## EXERCISE OBJECTIVE
The records below are to be transcribed in full, exactly as given.

## INFORMATION
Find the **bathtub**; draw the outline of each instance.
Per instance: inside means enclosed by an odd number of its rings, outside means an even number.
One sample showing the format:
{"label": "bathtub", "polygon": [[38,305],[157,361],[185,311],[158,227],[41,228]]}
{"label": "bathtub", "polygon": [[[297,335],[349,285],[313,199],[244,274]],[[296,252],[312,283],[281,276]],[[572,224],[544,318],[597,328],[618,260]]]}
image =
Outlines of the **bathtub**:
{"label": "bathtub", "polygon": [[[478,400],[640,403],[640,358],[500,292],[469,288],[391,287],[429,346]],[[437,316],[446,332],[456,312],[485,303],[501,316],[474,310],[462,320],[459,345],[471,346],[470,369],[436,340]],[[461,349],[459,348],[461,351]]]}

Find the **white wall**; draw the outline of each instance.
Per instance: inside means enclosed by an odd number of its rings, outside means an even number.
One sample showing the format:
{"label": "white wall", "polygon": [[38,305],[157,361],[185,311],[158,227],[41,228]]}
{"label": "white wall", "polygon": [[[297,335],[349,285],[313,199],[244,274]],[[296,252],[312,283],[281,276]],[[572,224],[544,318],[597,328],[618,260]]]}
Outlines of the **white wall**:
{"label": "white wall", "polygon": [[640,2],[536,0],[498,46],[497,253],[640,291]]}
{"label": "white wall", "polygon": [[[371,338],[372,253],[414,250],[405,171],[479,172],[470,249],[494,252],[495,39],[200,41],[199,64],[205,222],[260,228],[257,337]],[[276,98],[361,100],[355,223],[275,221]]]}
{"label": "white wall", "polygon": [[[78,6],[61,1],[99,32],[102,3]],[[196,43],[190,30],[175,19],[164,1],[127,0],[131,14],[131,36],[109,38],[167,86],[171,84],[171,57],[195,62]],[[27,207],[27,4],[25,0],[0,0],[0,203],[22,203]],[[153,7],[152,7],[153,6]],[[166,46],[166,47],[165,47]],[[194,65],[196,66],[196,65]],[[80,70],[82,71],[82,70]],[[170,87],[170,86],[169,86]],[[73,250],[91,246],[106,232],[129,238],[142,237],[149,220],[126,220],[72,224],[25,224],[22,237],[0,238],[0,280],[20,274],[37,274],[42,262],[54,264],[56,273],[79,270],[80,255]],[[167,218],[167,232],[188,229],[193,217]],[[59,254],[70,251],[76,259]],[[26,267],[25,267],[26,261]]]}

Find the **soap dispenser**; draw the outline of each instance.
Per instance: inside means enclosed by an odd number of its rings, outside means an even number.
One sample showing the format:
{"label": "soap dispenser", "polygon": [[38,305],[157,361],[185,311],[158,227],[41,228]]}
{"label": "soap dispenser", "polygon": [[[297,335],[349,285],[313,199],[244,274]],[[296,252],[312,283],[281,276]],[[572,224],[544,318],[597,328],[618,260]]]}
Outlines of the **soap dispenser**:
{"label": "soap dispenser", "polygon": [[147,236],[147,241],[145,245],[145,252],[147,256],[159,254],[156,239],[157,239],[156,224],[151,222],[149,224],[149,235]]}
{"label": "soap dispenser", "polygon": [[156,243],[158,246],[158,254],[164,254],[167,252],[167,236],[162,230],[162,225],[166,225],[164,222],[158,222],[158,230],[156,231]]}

## RESPONSE TO THE EXERCISE
Find the **bathtub**; draw the outline of each instance.
Per instance: inside means enclosed by an odd number of its rings, outside means an even number.
One sample showing the format:
{"label": "bathtub", "polygon": [[38,305],[157,361],[185,311],[158,227],[41,228]]}
{"label": "bathtub", "polygon": [[[297,335],[349,285],[313,199],[244,274]],[[296,252],[312,283],[281,276]],[[572,224],[544,318],[597,328],[618,260]]]}
image =
Outlines of the **bathtub**:
{"label": "bathtub", "polygon": [[[478,400],[640,403],[640,358],[500,292],[469,288],[391,287],[429,346]],[[437,316],[446,332],[456,312],[485,303],[501,316],[474,310],[462,320],[459,345],[471,346],[470,369],[436,340]],[[461,349],[459,348],[461,351]]]}

Find the **white wall**; draw the outline of each instance.
Per instance: inside means enclosed by an odd number of its rings, outside means an even number.
One sample showing the format:
{"label": "white wall", "polygon": [[38,305],[157,361],[185,311],[158,227],[41,228]]}
{"label": "white wall", "polygon": [[[297,335],[349,285],[313,199],[244,274]],[[296,252],[312,283],[281,276]],[[572,224],[544,318],[597,328],[618,260]]]}
Outlines of the **white wall**:
{"label": "white wall", "polygon": [[640,2],[536,0],[498,46],[497,253],[640,291]]}
{"label": "white wall", "polygon": [[[371,338],[372,253],[414,250],[405,171],[479,172],[470,249],[494,252],[495,39],[200,41],[199,64],[205,222],[260,228],[257,337]],[[276,98],[361,100],[355,223],[275,221]]]}
{"label": "white wall", "polygon": [[[78,6],[61,1],[99,32],[102,3]],[[196,43],[190,30],[175,19],[164,1],[127,0],[131,14],[131,36],[109,38],[167,86],[171,84],[171,57],[195,62]],[[27,207],[27,4],[25,0],[0,0],[0,203],[22,203]],[[153,7],[152,7],[153,6]],[[166,46],[166,47],[165,47]],[[194,65],[196,66],[196,65]],[[80,70],[82,71],[82,70]],[[170,87],[170,86],[169,86]],[[73,250],[91,246],[106,232],[129,238],[142,237],[149,220],[126,220],[72,224],[25,224],[22,237],[0,238],[0,280],[20,274],[37,274],[42,262],[54,264],[56,273],[79,270],[80,255]],[[167,218],[167,232],[188,229],[193,217]],[[59,254],[70,251],[76,259]],[[26,267],[25,267],[26,261]]]}

Find the **soap dispenser**; draw the outline of each instance.
Per instance: inside means enclosed by an odd number of its rings, outside means an even number.
One sample showing the format:
{"label": "soap dispenser", "polygon": [[38,305],[157,361],[185,311],[158,227],[41,228]]}
{"label": "soap dispenser", "polygon": [[[297,335],[349,285],[313,199],[244,274]],[[296,252],[312,283],[281,276]],[[572,224],[544,318],[597,328],[618,260]]]}
Outlines of the **soap dispenser**:
{"label": "soap dispenser", "polygon": [[147,236],[147,241],[145,245],[145,252],[147,256],[159,254],[156,239],[157,239],[156,224],[151,222],[149,224],[149,235]]}
{"label": "soap dispenser", "polygon": [[156,243],[158,246],[158,254],[164,254],[167,252],[167,236],[162,230],[162,225],[166,225],[164,222],[158,222],[158,230],[156,231]]}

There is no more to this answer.